Exercise instructions:
Rewrite every one of the entries below, replacing "champagne" with "sparkling wine" wherever it occurs and keeping everything else the same.
------------
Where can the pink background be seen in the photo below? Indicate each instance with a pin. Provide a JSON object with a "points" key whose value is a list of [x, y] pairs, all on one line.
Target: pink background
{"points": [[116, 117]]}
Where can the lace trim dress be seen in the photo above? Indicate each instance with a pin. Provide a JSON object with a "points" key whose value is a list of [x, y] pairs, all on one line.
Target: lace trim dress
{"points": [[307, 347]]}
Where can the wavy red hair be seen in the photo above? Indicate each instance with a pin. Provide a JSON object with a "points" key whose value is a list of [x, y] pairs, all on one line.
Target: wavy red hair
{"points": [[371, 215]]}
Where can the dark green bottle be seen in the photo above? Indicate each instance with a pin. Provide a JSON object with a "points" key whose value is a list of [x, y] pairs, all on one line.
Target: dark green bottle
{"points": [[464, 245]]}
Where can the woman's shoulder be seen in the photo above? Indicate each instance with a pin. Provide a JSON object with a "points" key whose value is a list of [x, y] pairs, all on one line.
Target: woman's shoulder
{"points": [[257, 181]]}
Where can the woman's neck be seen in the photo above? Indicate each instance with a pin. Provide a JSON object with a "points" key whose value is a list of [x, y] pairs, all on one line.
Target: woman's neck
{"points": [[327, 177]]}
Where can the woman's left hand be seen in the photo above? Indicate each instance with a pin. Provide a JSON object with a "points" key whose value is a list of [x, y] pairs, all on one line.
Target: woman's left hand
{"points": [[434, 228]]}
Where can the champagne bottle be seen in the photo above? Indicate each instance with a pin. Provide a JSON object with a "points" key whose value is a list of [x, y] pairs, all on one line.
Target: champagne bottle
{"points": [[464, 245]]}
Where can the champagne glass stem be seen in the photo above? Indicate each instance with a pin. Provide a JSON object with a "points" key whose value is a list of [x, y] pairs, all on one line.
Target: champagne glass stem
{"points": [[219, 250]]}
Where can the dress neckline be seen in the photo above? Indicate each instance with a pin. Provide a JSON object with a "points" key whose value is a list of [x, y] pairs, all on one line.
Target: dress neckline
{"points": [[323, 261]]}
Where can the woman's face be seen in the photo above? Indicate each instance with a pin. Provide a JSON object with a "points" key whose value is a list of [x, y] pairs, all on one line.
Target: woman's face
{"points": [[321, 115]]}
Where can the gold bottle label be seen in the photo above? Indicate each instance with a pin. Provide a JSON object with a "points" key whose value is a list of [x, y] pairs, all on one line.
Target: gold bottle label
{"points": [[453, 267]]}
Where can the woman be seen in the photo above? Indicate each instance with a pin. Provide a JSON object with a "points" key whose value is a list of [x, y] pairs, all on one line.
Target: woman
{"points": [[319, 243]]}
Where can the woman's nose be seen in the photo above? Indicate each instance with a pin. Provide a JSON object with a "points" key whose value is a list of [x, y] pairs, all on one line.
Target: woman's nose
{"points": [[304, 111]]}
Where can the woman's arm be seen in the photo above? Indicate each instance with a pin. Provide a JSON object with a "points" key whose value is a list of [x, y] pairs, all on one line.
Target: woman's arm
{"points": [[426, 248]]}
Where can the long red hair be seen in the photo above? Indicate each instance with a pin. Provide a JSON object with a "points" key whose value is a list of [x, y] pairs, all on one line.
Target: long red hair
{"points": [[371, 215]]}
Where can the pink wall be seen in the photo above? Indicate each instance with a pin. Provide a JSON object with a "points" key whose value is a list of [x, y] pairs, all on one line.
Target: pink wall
------------
Finished task:
Where can the pink background be seen in the photo below? Indicate each instance with a pin. Provide a JSON object with a "points" key whose value is a list of [x, y] pairs, all on one line.
Target: pink background
{"points": [[116, 117]]}
Where can the lace trim dress be seen in the photo above? Indicate each instance with a pin. Provide a JSON object with a "points" key whose value is a list of [x, y] pairs, all on one line.
Target: lace trim dress
{"points": [[307, 347]]}
Where can the wavy red hair be seen in the photo above? Indicate each instance with a pin. Provide a JSON object with a "points" key whose value is a list of [x, y] pairs, all on one line.
Target: wavy red hair
{"points": [[371, 215]]}
Where can the dark green bottle be seen in the photo above? Indicate each instance with a pin. Provide a JSON object with a "points" key whose value is a list of [x, y] pairs, all on one line.
Target: dark green bottle
{"points": [[464, 245]]}
Where can the woman's shoulder be seen in the photo above? Indicate each instance with a pin. Provide a JSON object with a "points" key whose value is a list of [x, y] pairs, all on one line.
Target: woman's shoulder
{"points": [[257, 181]]}
Where can the woman's neck be seen in the photo above? Indicate each instance with a pin. Provide a JSON object with a "points" key whose value is a list of [x, y] pairs, all on one line.
Target: woman's neck
{"points": [[327, 177]]}
Where can the woman's left hand be seen in the photo above? Indicate each instance with a pin. Provide a JSON object with a "points" key whose value is a list of [x, y] pairs, all on one line.
Target: woman's left hand
{"points": [[434, 228]]}
Where can the sparkling wine bottle be seen in the photo above? Indicate each instance with a pin. Provide a JSON object with a "points" key whose value is a list of [x, y] pairs, all on one line.
Target: sparkling wine bottle
{"points": [[464, 245]]}
Where can the sparkling wine glass stem be seen in the photo above? Indicate each instance with a pin. Provide a JSON object with a "points" key whose value is a list of [x, y] pairs, all on one line.
Target: sparkling wine glass stem
{"points": [[219, 250]]}
Where can the dress neckline be seen in the photo above? Indicate each instance with a pin. Provide a JSON object with a "points" key whose value is a list of [x, y] pairs, all on one line.
Target: dress neckline
{"points": [[323, 261]]}
Where can the woman's face be seen in the photo above? Indicate each instance with a pin. Provide a JSON object with a "points" key whose value is a list of [x, y] pairs, all on one line.
Target: woman's face
{"points": [[321, 115]]}
Where can the gold bottle label be seen in the photo above? Indicate each instance with a pin. Provide a JSON object with a "points" key whose value is a list of [x, y] pairs, all on one line.
Target: gold bottle label
{"points": [[453, 267]]}
Where can the woman be seen in the photo above? Indicate each instance with a pin. Provide a JSON object with a "points" key whose value is a list of [x, y] pairs, all on one line.
Target: woman
{"points": [[319, 243]]}
Where can the woman's nose be seen in the photo above? Indicate each instance with a pin. Provide a JSON object with a "points" key whose value is a list of [x, y] pairs, all on one line.
Target: woman's nose
{"points": [[304, 111]]}
Where can the woman's arm be seen in the photo above? Indicate each instance with a pin. Provide a JSON object with a "points" key whose value is a list of [x, y] pairs, all on one line.
Target: woman's arm
{"points": [[426, 248]]}
Where can the long red hair be seen in the photo above? Indicate each instance with a pin. Provide a JSON object with a "points" key whose value is a list of [x, y] pairs, all on one line.
Target: long red hair
{"points": [[371, 215]]}
Where can the pink wall be seen in the photo above? Indicate each instance with a pin. Provide a JSON object with a "points" key whose value is a list of [x, y] pairs, all on one line.
Target: pink wall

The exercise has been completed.